* _Testo estratto_:
Dopo aver lasciato intendere di essere pronta a dare nuove spinte all’economia Usa, senza tuttavia precisare i tempi, la Fed è stata costretta ad intervenire da una serie di report negativi arrivati dal fronte dell’occupazione. L’istituto ha così annunciato che acquisterà asset legati ai mutui per 40 miliardi di dollari al mese fino al miglioramento della situazione occupazionale. La Fed proseguirà inoltre fino a fine anno l’operazione Twist, cioè l’allungamento della vita media del debito, e continuerà a reinvestire il maturato sui debiti in scadenza. Queste azioni, che insieme aumentano gli asset a lungo termine posseduti di circa 85 miliardi al mese fino a fine 2013, secondo l’istituto centrale dovrebbero esercitare pressione al ribasso sui tassi di interesse di lungo periodo, fornire sostegno al mercato dei mutui e, più in generale, rendere più accomodanti le condizioni dei mercati finanziari. La speranza, insomma, è che l’operazione abbassi ulteriormente i tassi sui prestiti immobiliari dando in questo modo una spinta al comparto del real estate. La Banca centrale ha anche confermato la politica del costo del denaro “quasi a zero” almeno fino alla metà del 2015.

I timori di Bernanke
Tutto questo però, comporta dei rischi per chi opera sui mercati finanziari. “Si tratta di pericoli che il presidente della Banca centrale ha sottolineato, ma di cui gli investitori non sembrano essersi accorti”, spiega Milton Ezrati, economista e strategist di Lord Abbet. Il primo pericolo riguarda la liquidità. La potenza di fuoco messa in campo dalla Fed, ha detto il suo numero uno, potrebbe spingere gli investitori a pensare che, in qualche modo l’istituto controlli il mercato. Ciò a sua volta potrebbe spingere gli investitori privati a ritirarsi, portandosi via una buona fetta di liquidità. “Questo, influendo sulle valutazioni dei titoli e sui rendimenti dei bond, renderebbe i mercati finanziari meno efficienti e, alla lunga, farebbe diventare vani gli sforzi della Fed”, dice Ezrati.

* _Descrizione del problema_:
Rispondi alle domande sul testo sulla Fed.
1. Per quale importo mensile la Fed acquisterà asset legati ai mutui?
2. Fino a quando la Banca centrale ha confermato il costo del denaro "quasi a zero"?
3. Che ruolo ha Milton Ezrati?
Le righe riportate di seguito non hanno alcun legame con il testo sulla Fed.

* _Dati forniti_:

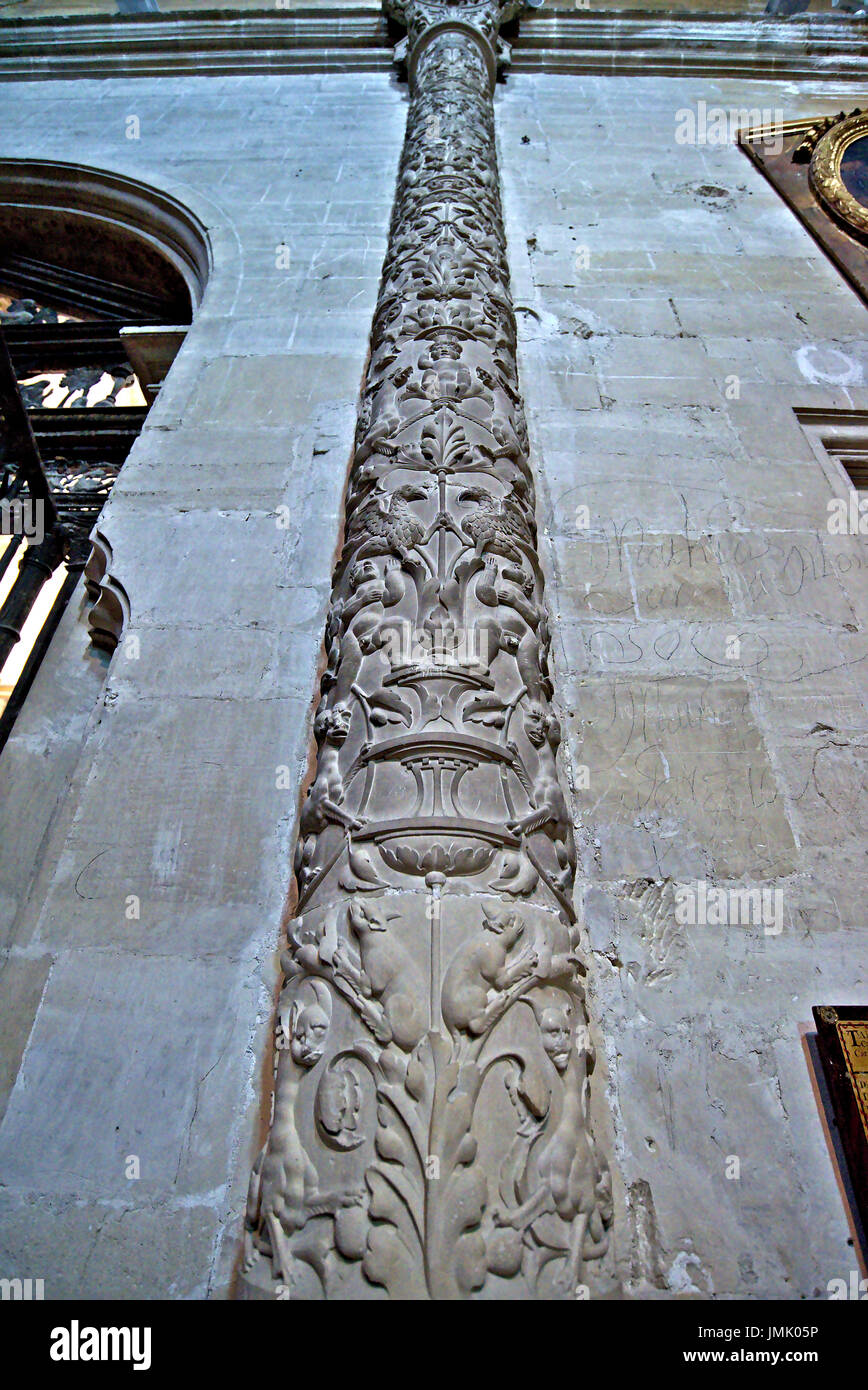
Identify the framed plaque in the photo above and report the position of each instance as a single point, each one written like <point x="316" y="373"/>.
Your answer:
<point x="842" y="1037"/>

* _Risposta finale_:
1. 40 miliardi di dollari al mese.
2. Almeno fino alla metà del 2015.
3. È economista e strategist di Lord Abbet.